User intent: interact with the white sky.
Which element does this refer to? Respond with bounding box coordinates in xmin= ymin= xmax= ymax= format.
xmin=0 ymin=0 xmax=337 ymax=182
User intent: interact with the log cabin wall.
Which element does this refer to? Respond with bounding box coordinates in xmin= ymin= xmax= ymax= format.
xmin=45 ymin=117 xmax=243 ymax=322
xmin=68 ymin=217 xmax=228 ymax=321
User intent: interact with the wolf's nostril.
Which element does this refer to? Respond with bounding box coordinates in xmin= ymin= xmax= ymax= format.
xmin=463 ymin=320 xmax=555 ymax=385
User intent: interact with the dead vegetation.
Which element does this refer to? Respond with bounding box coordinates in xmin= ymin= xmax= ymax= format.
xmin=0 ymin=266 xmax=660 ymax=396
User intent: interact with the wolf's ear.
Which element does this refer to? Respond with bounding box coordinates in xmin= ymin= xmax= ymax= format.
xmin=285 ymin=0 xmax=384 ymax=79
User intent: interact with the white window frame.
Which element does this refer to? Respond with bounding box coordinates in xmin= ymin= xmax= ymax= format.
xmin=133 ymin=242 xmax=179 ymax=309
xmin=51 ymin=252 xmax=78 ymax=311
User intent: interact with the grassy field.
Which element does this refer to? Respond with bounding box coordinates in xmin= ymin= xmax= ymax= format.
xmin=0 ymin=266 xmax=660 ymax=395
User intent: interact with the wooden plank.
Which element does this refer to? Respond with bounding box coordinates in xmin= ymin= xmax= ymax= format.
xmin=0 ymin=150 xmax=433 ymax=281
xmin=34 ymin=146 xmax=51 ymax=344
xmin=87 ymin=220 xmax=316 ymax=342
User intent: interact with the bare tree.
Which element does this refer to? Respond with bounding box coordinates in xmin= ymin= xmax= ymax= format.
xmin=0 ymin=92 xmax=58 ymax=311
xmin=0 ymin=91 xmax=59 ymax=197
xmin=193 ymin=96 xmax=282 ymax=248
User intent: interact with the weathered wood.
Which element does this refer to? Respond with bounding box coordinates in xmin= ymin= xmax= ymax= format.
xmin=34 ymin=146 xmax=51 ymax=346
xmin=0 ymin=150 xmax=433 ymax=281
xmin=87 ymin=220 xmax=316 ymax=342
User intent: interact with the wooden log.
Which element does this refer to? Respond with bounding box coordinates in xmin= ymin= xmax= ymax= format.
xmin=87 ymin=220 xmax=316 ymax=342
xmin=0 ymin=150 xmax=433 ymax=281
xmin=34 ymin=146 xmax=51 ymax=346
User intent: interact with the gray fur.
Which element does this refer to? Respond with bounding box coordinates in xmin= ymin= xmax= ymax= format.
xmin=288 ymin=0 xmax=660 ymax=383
====
■ What the task requires ■
Write out the records again from the line with "User intent: interact with the wooden plank." through the end of the records, requests included, adding -43 to every bounding box coordinate in the answers.

■ Task result ■
User intent: interact with the wooden plank.
Which element does this refer to? Respond with bounding box coordinates in xmin= ymin= xmax= ymax= format.
xmin=-43 ymin=107 xmax=390 ymax=238
xmin=-9 ymin=103 xmax=8 ymax=301
xmin=44 ymin=177 xmax=273 ymax=299
User intent: interact with the bare tree.
Which element does this refer to? Respond with bounding box coordinates in xmin= ymin= xmax= ymax= format.
xmin=-43 ymin=49 xmax=15 ymax=268
xmin=-43 ymin=48 xmax=16 ymax=154
xmin=150 ymin=53 xmax=239 ymax=205
User intent: interact with the weathered wood.
Which element does this refer to? Respond with bounding box coordinates in xmin= ymin= xmax= ymax= format.
xmin=-9 ymin=103 xmax=8 ymax=303
xmin=-43 ymin=107 xmax=390 ymax=238
xmin=44 ymin=177 xmax=273 ymax=299
User intent: interact with the wooden log.
Which element does this refer to? Respond with bounding box coordinates in xmin= ymin= xmax= ymax= format.
xmin=44 ymin=177 xmax=273 ymax=299
xmin=-43 ymin=107 xmax=390 ymax=238
xmin=-9 ymin=103 xmax=8 ymax=303
User intent: interact with the gray fur.
Which element does this refer to? Respond with bounding box coordinates in xmin= ymin= xmax= ymax= format.
xmin=245 ymin=-43 xmax=617 ymax=340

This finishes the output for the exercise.